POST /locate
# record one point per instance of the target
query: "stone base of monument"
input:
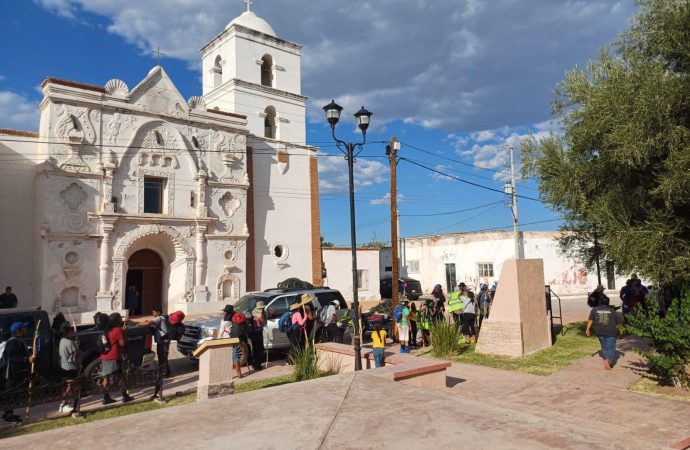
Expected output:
(518, 323)
(215, 368)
____
Because the copy must hold no pictures, return only the lines that run from the line containing "# record one point per instance of the target" to the end of the data above, each exactly as it stands.

# record one point per instance of the target
query: "stone base of monument"
input:
Expected output:
(518, 323)
(215, 368)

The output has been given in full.